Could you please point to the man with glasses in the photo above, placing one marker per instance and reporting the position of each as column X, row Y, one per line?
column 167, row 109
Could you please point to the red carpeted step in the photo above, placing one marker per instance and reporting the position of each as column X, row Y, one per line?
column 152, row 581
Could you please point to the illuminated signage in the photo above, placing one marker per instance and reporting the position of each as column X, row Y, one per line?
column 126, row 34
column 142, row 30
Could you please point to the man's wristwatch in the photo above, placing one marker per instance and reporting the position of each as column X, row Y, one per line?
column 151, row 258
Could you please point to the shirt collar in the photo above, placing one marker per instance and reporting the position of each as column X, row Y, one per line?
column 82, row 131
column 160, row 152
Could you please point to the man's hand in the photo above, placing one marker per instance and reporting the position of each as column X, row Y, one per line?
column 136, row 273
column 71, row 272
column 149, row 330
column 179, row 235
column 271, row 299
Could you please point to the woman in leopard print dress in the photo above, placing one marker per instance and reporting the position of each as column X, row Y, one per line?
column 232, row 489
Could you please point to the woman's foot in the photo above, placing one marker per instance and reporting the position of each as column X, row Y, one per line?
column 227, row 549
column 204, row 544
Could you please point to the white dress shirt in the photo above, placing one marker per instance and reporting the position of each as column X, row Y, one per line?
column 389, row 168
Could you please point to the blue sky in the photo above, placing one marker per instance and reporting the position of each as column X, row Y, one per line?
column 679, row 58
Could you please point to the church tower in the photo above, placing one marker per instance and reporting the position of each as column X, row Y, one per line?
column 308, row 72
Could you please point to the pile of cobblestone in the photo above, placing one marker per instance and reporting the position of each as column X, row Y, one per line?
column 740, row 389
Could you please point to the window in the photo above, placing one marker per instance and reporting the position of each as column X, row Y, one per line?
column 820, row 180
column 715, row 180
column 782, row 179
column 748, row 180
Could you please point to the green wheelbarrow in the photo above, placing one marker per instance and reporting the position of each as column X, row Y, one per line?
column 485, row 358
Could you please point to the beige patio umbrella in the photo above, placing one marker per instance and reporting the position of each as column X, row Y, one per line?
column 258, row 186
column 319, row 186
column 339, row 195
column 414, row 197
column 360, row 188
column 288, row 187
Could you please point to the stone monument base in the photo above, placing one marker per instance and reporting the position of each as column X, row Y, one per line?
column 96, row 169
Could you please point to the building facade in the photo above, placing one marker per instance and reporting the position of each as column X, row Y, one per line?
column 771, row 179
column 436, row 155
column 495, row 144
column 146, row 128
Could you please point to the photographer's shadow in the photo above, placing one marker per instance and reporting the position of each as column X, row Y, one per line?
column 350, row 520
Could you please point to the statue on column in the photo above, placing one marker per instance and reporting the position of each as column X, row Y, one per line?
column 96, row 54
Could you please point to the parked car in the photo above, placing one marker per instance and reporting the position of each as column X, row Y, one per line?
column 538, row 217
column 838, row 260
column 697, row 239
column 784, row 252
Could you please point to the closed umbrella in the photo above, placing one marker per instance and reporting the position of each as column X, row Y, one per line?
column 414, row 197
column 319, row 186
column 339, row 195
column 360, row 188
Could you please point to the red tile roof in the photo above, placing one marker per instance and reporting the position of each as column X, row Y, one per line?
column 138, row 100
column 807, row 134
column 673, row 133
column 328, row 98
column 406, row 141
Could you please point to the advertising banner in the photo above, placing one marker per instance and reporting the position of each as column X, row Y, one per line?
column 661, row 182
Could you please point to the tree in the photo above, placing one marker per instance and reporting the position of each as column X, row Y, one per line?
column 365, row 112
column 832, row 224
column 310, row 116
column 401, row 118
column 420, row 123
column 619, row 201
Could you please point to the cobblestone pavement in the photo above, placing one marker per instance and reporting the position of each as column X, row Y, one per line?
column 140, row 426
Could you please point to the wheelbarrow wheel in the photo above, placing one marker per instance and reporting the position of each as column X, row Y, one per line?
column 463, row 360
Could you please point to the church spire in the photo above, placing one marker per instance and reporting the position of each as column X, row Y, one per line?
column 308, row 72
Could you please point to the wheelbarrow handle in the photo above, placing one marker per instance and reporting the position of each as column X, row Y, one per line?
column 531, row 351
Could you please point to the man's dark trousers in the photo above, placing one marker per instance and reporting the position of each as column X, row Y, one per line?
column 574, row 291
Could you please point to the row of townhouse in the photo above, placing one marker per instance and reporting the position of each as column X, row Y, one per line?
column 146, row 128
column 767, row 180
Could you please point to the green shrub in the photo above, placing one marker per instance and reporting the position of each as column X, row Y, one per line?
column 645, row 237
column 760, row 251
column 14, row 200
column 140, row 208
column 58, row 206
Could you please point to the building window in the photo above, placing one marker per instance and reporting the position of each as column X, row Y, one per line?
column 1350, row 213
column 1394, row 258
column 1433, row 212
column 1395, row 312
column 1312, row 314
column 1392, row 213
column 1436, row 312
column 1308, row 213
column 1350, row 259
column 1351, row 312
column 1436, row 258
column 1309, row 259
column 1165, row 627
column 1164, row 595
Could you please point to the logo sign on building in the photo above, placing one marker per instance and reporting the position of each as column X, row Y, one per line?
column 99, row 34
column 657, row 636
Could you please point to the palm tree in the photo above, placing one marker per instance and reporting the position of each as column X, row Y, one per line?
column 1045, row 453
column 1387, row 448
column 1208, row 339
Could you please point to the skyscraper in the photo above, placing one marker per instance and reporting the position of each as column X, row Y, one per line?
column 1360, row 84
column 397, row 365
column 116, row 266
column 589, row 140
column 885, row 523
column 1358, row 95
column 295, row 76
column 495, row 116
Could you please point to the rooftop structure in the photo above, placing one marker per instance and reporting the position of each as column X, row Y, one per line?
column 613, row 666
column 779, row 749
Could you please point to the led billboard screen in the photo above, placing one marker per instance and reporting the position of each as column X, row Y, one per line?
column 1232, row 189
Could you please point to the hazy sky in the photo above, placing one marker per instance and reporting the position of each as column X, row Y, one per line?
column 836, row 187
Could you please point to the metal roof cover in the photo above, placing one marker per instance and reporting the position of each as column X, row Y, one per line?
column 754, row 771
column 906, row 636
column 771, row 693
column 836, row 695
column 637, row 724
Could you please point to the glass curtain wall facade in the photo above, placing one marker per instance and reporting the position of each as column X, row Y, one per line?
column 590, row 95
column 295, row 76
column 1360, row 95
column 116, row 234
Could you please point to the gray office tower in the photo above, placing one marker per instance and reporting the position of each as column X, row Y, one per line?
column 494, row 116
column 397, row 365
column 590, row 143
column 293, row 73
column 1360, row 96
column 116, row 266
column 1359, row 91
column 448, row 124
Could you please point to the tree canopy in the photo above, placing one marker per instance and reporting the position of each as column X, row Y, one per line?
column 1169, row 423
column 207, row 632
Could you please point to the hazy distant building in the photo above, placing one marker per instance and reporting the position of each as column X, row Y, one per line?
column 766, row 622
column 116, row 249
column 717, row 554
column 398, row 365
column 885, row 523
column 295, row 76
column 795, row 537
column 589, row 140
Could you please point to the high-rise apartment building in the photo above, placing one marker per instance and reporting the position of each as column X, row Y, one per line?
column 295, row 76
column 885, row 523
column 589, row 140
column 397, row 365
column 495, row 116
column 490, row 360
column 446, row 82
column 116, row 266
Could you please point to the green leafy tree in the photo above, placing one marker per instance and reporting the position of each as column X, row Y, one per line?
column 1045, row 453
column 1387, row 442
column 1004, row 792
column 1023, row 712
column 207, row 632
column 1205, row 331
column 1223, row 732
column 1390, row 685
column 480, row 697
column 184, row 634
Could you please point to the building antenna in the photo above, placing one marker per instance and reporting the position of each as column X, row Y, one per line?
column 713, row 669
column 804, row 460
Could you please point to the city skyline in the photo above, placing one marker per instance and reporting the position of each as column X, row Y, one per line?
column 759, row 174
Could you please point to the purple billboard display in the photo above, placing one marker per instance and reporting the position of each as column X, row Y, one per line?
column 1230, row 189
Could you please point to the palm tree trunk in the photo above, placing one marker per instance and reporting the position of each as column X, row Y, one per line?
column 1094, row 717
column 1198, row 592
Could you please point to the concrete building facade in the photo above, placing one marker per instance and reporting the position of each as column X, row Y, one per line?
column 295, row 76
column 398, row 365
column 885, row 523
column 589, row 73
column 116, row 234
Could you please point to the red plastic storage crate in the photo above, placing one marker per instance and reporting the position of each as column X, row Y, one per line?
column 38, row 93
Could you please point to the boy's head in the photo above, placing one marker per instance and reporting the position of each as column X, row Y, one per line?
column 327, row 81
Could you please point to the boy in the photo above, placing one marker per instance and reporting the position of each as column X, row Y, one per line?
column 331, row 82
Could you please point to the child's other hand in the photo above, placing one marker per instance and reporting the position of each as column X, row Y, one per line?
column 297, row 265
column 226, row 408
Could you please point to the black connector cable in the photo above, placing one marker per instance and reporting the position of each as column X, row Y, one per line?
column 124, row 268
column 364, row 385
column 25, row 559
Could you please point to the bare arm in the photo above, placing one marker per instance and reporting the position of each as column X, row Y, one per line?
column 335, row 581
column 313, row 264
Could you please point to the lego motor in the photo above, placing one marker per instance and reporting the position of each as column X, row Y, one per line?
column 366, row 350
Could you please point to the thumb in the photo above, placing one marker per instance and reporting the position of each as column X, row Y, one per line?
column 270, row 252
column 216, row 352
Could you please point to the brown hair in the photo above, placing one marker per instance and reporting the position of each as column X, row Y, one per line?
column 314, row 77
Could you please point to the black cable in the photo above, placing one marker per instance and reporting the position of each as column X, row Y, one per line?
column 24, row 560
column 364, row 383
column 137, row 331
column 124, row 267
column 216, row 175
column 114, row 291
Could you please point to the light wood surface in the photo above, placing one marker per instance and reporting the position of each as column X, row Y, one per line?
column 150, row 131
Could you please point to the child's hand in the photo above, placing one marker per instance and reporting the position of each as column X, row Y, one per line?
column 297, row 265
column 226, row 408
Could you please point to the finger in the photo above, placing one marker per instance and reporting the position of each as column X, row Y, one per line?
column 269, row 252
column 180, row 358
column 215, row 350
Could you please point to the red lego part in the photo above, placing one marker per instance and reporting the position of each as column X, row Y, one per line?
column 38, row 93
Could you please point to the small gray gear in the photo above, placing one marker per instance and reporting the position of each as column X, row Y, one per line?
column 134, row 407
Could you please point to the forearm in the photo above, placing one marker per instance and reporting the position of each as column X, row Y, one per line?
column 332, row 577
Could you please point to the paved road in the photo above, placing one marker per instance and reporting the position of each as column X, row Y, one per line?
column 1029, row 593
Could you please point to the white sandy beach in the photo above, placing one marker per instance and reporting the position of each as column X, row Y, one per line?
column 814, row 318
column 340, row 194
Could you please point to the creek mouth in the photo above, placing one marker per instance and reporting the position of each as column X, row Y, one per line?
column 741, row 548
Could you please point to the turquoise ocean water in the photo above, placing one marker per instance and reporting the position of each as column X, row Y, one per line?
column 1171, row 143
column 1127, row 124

= = =

**EXERCISE TASK**
Rewrite the records from the line with "Could you please point to the building antenna" up to and including the line with "column 327, row 81" as a JSON list of strings, one string per line, omitting any blank lines.

**COMPLETED EXERCISE**
[
  "Could you please point to the building antenna in the photo above, placing one marker per instance and reporting the position of each as column X, row Y, one per line?",
  "column 713, row 669",
  "column 804, row 460",
  "Could you please point to the city skyline in the photo above, placing one marker per instance and reporting the position of each as column X, row Y, one per line?",
  "column 759, row 174",
  "Could you please point to the purple billboard display in the photo above, placing one marker per instance and reporting the position of each as column X, row Y, one per line?",
  "column 1230, row 189",
  "Could you please point to the palm tree trunk in the photo above, placing one marker per instance and reporting the position of each as column X, row Y, one per line?",
  "column 1094, row 717",
  "column 1198, row 592",
  "Could you please point to the concrete building facade in the photo above, placing one marker per instance and reporting the position of each as column X, row Y, one per line?",
  "column 295, row 76",
  "column 398, row 365",
  "column 885, row 523",
  "column 589, row 73",
  "column 116, row 234",
  "Could you please point to the red plastic storage crate in the photo above, placing one marker per instance and reporting the position of each as column X, row Y, one per line?",
  "column 38, row 93",
  "Could you please point to the boy's head in the photo above, placing one marker per instance and reporting the position of each as column X, row Y, one per line?",
  "column 327, row 81"
]